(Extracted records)
◇ ◇ ◇ ◇

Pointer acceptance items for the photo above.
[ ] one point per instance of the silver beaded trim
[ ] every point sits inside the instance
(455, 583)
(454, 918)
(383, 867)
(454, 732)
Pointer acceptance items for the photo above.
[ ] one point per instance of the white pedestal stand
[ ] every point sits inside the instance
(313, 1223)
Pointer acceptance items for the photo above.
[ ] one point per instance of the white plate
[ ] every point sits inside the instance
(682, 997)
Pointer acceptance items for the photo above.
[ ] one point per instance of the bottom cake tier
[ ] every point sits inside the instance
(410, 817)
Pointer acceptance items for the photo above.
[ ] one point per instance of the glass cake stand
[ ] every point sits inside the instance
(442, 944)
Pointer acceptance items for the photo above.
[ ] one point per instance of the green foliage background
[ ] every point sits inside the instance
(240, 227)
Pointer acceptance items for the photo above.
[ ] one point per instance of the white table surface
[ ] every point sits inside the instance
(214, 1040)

◇ ◇ ◇ ◇

=== Set exercise ===
Can you copy all of the data above word for word, with no changes?

=== Reply to the task ===
Pointer acceptance items for the photo above.
[ ] one point per instance of the silver beaded trim
[ ] every point sits inside the instance
(455, 583)
(454, 918)
(383, 867)
(454, 732)
Pointer acceptance items for the photo above.
[ ] one point per instance of the white pedestal stand
[ ] every point sits inside the instance
(313, 1223)
Pointer acceptance items for the photo above.
[ ] one point per instance of the white plate
[ ] every point sits inside the instance
(682, 997)
Pointer acceptance items for the photo above.
[ ] one point per instance of the bottom cake tier
[ ] every point sits inside the instance
(410, 817)
Pointer acceptance items for the photo above.
[ ] one point per instance of the glass cake stand
[ ] every point sits inside the instance
(442, 944)
Pointer acceptance items for the photo above.
[ ] one point per instance of the green foliage background
[ ] every point sits inside the instance
(240, 227)
Pointer acceptance items for the photo above.
[ ] one point per instance of the white table surface
[ ] every point sits inside the instance
(214, 1040)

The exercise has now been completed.